##### Record excerpts

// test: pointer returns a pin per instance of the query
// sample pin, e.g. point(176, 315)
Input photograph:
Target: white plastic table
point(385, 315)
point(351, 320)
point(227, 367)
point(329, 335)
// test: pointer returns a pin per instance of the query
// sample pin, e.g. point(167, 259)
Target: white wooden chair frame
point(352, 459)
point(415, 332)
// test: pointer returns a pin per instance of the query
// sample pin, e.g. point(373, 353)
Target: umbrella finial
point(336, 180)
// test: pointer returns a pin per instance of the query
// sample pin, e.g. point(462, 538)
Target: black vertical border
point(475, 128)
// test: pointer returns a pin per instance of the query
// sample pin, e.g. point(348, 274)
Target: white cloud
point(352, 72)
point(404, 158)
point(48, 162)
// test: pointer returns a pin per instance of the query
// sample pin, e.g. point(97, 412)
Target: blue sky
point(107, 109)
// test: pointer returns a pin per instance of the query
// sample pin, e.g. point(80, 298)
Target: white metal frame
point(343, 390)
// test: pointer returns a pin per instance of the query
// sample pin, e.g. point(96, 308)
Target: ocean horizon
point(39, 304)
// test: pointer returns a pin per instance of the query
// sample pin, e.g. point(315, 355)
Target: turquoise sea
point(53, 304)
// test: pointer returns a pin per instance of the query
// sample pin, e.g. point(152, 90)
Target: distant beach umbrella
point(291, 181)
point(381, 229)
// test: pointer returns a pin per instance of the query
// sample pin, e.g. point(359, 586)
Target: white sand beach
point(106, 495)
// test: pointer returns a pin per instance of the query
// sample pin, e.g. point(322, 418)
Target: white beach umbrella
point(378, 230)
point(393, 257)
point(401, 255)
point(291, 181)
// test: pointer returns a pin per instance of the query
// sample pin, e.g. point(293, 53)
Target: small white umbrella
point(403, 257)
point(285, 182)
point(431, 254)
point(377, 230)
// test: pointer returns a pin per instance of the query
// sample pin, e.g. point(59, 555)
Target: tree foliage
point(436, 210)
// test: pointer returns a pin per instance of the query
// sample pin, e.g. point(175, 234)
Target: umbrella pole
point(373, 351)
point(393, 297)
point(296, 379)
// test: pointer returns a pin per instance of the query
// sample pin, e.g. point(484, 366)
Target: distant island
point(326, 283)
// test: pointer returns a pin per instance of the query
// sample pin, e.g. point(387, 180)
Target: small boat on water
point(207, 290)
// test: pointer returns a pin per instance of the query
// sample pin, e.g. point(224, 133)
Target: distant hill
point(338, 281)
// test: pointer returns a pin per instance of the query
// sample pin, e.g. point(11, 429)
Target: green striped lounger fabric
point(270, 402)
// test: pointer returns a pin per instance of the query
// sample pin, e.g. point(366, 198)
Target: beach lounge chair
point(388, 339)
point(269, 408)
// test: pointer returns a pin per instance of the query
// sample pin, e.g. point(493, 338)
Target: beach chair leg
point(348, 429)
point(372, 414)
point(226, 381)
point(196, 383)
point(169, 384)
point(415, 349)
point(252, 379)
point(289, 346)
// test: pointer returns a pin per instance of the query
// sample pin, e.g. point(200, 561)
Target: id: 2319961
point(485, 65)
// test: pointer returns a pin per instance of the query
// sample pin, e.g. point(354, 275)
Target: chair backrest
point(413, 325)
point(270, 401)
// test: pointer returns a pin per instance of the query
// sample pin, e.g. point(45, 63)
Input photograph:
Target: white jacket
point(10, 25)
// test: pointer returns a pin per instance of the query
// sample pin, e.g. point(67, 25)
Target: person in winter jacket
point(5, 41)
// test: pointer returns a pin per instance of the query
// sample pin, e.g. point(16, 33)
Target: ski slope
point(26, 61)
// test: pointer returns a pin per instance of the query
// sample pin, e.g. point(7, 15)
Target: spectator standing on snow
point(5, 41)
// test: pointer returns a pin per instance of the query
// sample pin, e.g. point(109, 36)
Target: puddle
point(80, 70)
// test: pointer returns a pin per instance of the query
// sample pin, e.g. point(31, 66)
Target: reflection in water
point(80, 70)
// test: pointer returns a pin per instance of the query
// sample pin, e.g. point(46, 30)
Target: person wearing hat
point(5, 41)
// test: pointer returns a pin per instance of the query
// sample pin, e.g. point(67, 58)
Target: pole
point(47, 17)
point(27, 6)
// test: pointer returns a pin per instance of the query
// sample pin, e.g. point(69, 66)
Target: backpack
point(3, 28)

##########

__Task prompt__:
Output the listing above word for word.

__Response__:
// test: pointer returns a pin per instance of the query
// sample pin, e.g. point(176, 315)
Input photograph:
Target: white plastic table
point(385, 315)
point(351, 320)
point(227, 367)
point(329, 335)
// test: pointer returns a pin per instance of the query
// sample pin, e.g. point(167, 259)
Target: white wooden chair frame
point(352, 459)
point(415, 332)
// test: pointer returns a pin per instance of the query
// sample pin, e.g. point(373, 353)
Target: umbrella finial
point(336, 180)
// test: pointer returns a pin per instance of the query
// sample pin, e.g. point(462, 538)
Target: black vertical border
point(475, 128)
// test: pointer returns a pin per instance of the query
// sample pin, e.g. point(348, 274)
Target: white cloud
point(352, 72)
point(404, 158)
point(48, 162)
// test: pointer returns a pin per instance of the query
// sample pin, e.g. point(97, 412)
Target: blue sky
point(107, 109)
// test: pointer returns a pin per instance of the query
// sample pin, e.g. point(80, 298)
Target: white metal frame
point(343, 390)
// test: pointer returns a pin per instance of the query
// sample pin, e.g. point(96, 308)
Target: ocean horizon
point(39, 304)
// test: pointer returns a pin per instance of the query
// sample pin, e.g. point(315, 355)
Target: turquoise sea
point(53, 304)
// test: pointer returns a pin per instance of the query
// sample pin, e.g. point(152, 90)
Target: distant beach umbrella
point(291, 181)
point(381, 229)
// test: pointer returns a pin per instance of the query
// sample pin, e.g. point(359, 586)
Target: white sand beach
point(106, 495)
// test: pointer returns a pin per instance of the query
// sample pin, e.g. point(322, 418)
Target: white beach umbrella
point(378, 230)
point(393, 257)
point(401, 255)
point(291, 181)
// test: pointer returns a pin per instance of the query
// sample pin, e.g. point(293, 53)
Target: small white umbrella
point(403, 257)
point(285, 182)
point(431, 254)
point(377, 230)
// test: pointer returns a pin per instance of the query
// sample pin, e.g. point(59, 555)
Target: tree foliage
point(436, 210)
// test: pointer returns a pin per instance of the query
// sample pin, e.g. point(175, 234)
Target: umbrella pole
point(373, 351)
point(393, 297)
point(296, 379)
// test: pointer returns a pin per instance of the query
// sample pin, e.g. point(484, 366)
Target: distant island
point(326, 283)
// test: pointer returns a pin per instance of the query
// sample pin, e.g. point(387, 180)
Target: small boat on water
point(207, 290)
// test: pointer returns a pin per instance of the query
// sample pin, e.g. point(224, 133)
Target: distant hill
point(338, 281)
// test: pointer returns a pin per instance of the query
// sample pin, e.g. point(11, 429)
Target: green striped lounger fabric
point(270, 402)
// test: pointer returns a pin per instance of the query
// sample pin, e.g. point(366, 198)
Target: beach lounge chair
point(388, 339)
point(269, 408)
// test: pointer returns a pin per instance of the query
// sample pin, e.g. point(493, 338)
Target: beach chair leg
point(348, 429)
point(372, 414)
point(226, 381)
point(196, 383)
point(169, 384)
point(415, 349)
point(252, 379)
point(289, 346)
// test: pointer returns a pin per instance of the query
// sample pin, e.g. point(200, 561)
Target: id: 2319961
point(485, 65)
// test: pointer returns a pin per instance of the query
// sample pin, e.g. point(354, 275)
Target: chair backrest
point(413, 325)
point(270, 401)
// test: pointer returns a pin per instance of the query
// sample pin, e.g. point(45, 63)
Input photograph:
Target: white jacket
point(10, 25)
// test: pointer returns a pin per instance of the query
// sample pin, e.g. point(67, 25)
Target: person in winter jacket
point(5, 41)
// test: pointer returns a pin per instance of the query
// sample pin, e.g. point(16, 33)
Target: ski slope
point(26, 61)
// test: pointer returns a pin per instance of the query
// sample pin, e.g. point(7, 15)
Target: spectator standing on snow
point(5, 41)
// test: pointer returns a pin per instance of the query
// sample pin, e.g. point(109, 36)
Target: puddle
point(80, 70)
// test: pointer returns a pin per instance of the query
// sample pin, e.g. point(31, 66)
Target: reflection in water
point(80, 70)
// test: pointer returns a pin per instance of the query
// sample pin, e.g. point(46, 30)
Target: person wearing hat
point(5, 41)
// test: pointer returns a pin per instance of the query
// sample pin, e.g. point(67, 58)
Target: pole
point(47, 17)
point(27, 6)
// test: pointer returns a pin per instance of the query
// sample pin, e.g. point(69, 66)
Target: backpack
point(3, 28)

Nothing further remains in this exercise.